§ Tasks:
a) List each view on chemotherapy that the speaker in the breast cancer transcript reports finding on the Internet.
b) In the breast cancer transcript, write out the passage that begins at the words "There are a lot of women" and stops after "very helpful also.".
c) Continue the breast cancer transcript from its last sentence.

§ Document extract:
Content starts

Finding and sharing information

audioclip
Transcript

I went on the Internet and I think it was maybe the worst thing I could have done. There are a lot of scary things out on the Internet and it’s hard to filter all of that, especially because I had sort of the diagnosis and I had the doctors. I had I made sure to get copies of everything, everything so I have a file with the results of everything that I’ve done and everything that the doctors have done but then you have words that you don’t understand or concepts that you don’t understand and you Google them. There’s such a wide range of information out there you don’t really know. You know there’s people that say that chemo is horrible and that nobody should do chemo and that there are other options besides the chemo and there’s a healthy diet you know certain diets, etc. All the way to “You have to have chemo.” I had to stop, I actually had to stop going on the Internet.

There are a lot of women out there with breast cancer and so I had several people who offered their experiences to me and that was very helpful. That actually helped me choose the hospital closest to me because a girlfriend of mine said that she had gone there and she gave me the name of the doctor. So I got her doctor because she raved about him. I also went to a cancer centre and they were very helpful also.

Content ends

§ Data excerpt:
Content starts

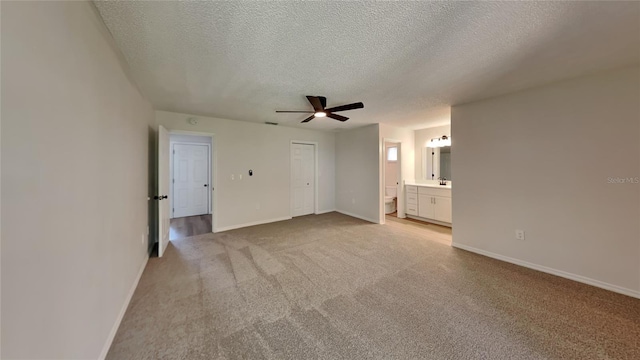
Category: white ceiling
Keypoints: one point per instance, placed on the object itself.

Content ends

§ Task-by-task answers:
a)
- Chemo is horrible.
- Nobody should do chemo.
- There are other options besides chemo.
- A healthy diet or certain diets.
- "You have to have chemo."

b)
There are a lot of women out there with breast cancer and so I had several people who offered their experiences to me and that was very helpful. That actually helped me choose the hospital closest to me because a girlfriend of mine said that she had gone there and she gave me the name of the doctor. So I got her doctor because she raved about him. I also went to a cancer centre and they were very helpful also.

c)
They had a lot of pamphlets, a lot of books; one of them was how to help my children through this which was a big thing for me. I didn’t want them to be too scarred by all of this. In the end I didn’t even… I had… there was a book that I could read to them but the kids are very resilient and very okay. They were okay; my oldest one probably understood more the implications of breast cancer and the fact that in theory I could die. So she was probably the most affected by it. The younger ones just wanted to know about my hair, how come I was going lose my hair and then they said “Okay and can I have lunch now?” And that was really the end of it.